== Directive ==
Please quote every line word for word.

Object location annotation data:
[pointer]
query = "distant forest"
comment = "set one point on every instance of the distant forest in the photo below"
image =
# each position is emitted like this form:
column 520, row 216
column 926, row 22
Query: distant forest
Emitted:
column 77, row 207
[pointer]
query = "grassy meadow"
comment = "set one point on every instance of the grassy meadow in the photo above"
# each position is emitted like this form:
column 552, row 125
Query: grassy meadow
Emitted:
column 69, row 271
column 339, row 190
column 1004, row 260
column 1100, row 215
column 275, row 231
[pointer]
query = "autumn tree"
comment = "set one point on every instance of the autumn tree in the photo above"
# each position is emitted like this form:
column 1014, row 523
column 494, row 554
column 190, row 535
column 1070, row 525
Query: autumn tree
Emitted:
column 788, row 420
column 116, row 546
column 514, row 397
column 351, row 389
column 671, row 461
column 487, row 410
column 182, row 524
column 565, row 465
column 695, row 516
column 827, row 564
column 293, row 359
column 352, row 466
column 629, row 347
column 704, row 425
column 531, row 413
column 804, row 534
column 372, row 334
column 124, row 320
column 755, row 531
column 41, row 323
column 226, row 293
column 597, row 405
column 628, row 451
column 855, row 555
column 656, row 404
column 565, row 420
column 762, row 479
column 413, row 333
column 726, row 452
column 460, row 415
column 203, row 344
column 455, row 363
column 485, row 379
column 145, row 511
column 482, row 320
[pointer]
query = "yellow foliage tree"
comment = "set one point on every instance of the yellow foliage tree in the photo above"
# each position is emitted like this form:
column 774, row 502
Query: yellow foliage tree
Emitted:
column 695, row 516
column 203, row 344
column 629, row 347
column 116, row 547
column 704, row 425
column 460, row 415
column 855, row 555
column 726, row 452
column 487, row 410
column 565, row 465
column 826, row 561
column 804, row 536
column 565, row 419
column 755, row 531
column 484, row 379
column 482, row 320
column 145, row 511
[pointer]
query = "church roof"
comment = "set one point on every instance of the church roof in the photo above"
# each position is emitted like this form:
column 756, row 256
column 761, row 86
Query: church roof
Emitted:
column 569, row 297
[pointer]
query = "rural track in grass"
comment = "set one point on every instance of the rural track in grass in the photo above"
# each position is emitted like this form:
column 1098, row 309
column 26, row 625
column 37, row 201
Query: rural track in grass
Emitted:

== Full output ==
[pointer]
query = "distant forest"
comment = "set one point on every instance of the distant forest in the photo below"
image =
# each position is emitted like this form:
column 520, row 216
column 926, row 22
Query: distant forest
Emitted:
column 77, row 207
[pointer]
query = "grassy meadow"
comment = "set one point on every instance of the grassy meadow in the photo above"
# each position is emitted like this form:
column 552, row 125
Query: grassy meadow
Emitted:
column 69, row 271
column 339, row 190
column 1004, row 260
column 1100, row 215
column 275, row 231
[pointer]
query = "autumn tree"
comment = "set one point on every instance of the autumn tree in the photo above"
# each position is emitted like this form:
column 1014, row 523
column 494, row 554
column 190, row 535
column 1070, row 525
Query: autumn tree
Emitted:
column 788, row 420
column 116, row 546
column 514, row 397
column 351, row 389
column 671, row 461
column 487, row 410
column 182, row 524
column 565, row 465
column 695, row 516
column 827, row 564
column 293, row 359
column 352, row 466
column 629, row 347
column 704, row 425
column 531, row 413
column 804, row 534
column 372, row 334
column 124, row 320
column 755, row 531
column 41, row 323
column 226, row 293
column 597, row 405
column 628, row 451
column 855, row 555
column 656, row 404
column 565, row 420
column 762, row 479
column 413, row 333
column 726, row 452
column 460, row 415
column 203, row 344
column 455, row 363
column 485, row 379
column 145, row 511
column 482, row 320
[pointer]
query = "yellow foliage tree"
comment = "set one point on every instance of the yellow foliage tree in the photo above"
# each position is emitted like this form:
column 774, row 502
Query: yellow foliage tree
Emitted:
column 695, row 516
column 203, row 344
column 629, row 347
column 116, row 547
column 704, row 425
column 460, row 415
column 855, row 555
column 726, row 452
column 487, row 410
column 565, row 465
column 826, row 561
column 804, row 536
column 565, row 419
column 755, row 531
column 484, row 379
column 482, row 320
column 145, row 511
[pointer]
query = "church roof"
comment = "set one point on every instance of the church roof in the photo above"
# each position is emitted like this form:
column 756, row 256
column 761, row 86
Query: church roof
Emitted:
column 569, row 297
[pointer]
query = "rural track in grass"
comment = "set one point on every instance of the rural track in grass in the photo above"
# each position is emitted like this form:
column 1098, row 309
column 26, row 625
column 37, row 201
Query: rural track in grass
Emitted:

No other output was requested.